**Excerpt to read**.
ANGER is mounting over the use of a mixed sex ward at Hereford County Hospital.

The practice, revealed in The Hereford Times on May 30, has been described as an affront to human dignity and 'shameful'.

Herefordshire Community Health Council will discuss the 'men and women in the same ward' row at a meeting next Tuesday, July 1.

The watchdog council complained to Hereford Hospitals Trust after 22 male and female patients were moved from the Age Care unit at General Hospital and put together in Monnow Ward, a hutted ward at the County.

The response from the trust, not disclosed, will be discussed at Tuesday's meeting.

But since the complaint was reported The Hereford Times has received many letters and phone calls from groups and individuals describing their 'shock and horror' .

Tupsley Townswomen's Guild and a member of the Age Concern Advisory Panel are among those to lodge objections.

Dignity

More have come from individuals reluctant to be identified publicly for the sake of their relatives who could still be in hospital.

One writer, concerned about her father, said mixed wards were not simply an affront to people's dignity but led to despair for patients, family and healthcare workers.

The reality of being hospitalised in mixed sex wards should be made clear, she said.

And she gives details of the experiences of her father when he was a stroke patient in the General Hospital.

She wrote: "With no time for a nurse to take him to the toilet, and known to be constipated, my embarrassed father was sat behind the bed curtains on a commode, his feet dangling inches above the floor, and in my presence told loud and clear to 'tuck those bits and pieces in'.

"On another occasion a confused woman sitting opposite began to undress herself. She was told 'put your boobs away, there's men in here'. A man undressed and naked, stood to use a washing bowl to relieve himself. From the other end of the ward he was shouted at by staff to sit down."

The writer said on either side of her father were similarly 'poorly and distressed people', both women.

Distress

She spoke to the consultant responsible for her father who said that if the people of Herefordshire 'don't demand a better level of service they won't get it'.

Another caller complained of the distress of an elderly female patient in a bed opposite a male patient who spent much of his time using a bottle, exposing himself in the process.

"She has been so upset, how can she get better under such circumstances?'' she asked.

Many have accused Hereford Hospitals Trust of breaking its promise not to continue with mixed wards at the new hospital.

The trust responded by saying that this would not happen in the new hospital but they could not give this guarantee for the hutted wards. When the furbished Monnow Ward took in mixed patients last month it was described as a 'temporary measure.'

No one from the trust was available to comment on the present situation this week.

**Data block**.

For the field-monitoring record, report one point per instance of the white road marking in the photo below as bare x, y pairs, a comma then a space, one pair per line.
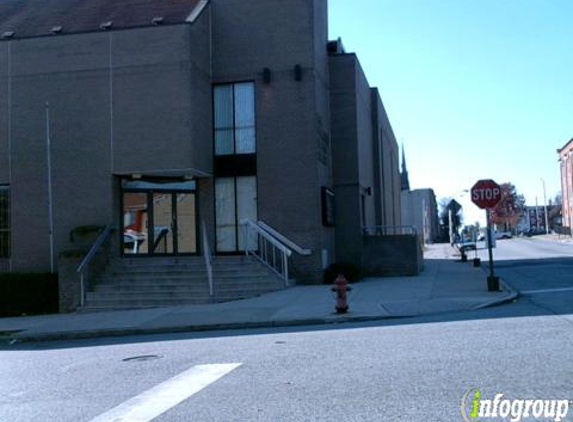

**Exercise description**. Reproduce verbatim the passage of the mixed sex ward article from "The practice, revealed" up to and including "to lodge objections.".

**Output of the exercise**.
The practice, revealed in The Hereford Times on May 30, has been described as an affront to human dignity and 'shameful'.

Herefordshire Community Health Council will discuss the 'men and women in the same ward' row at a meeting next Tuesday, July 1.

The watchdog council complained to Hereford Hospitals Trust after 22 male and female patients were moved from the Age Care unit at General Hospital and put together in Monnow Ward, a hutted ward at the County.

The response from the trust, not disclosed, will be discussed at Tuesday's meeting.

But since the complaint was reported The Hereford Times has received many letters and phone calls from groups and individuals describing their 'shock and horror' .

Tupsley Townswomen's Guild and a member of the Age Concern Advisory Panel are among those to lodge objections.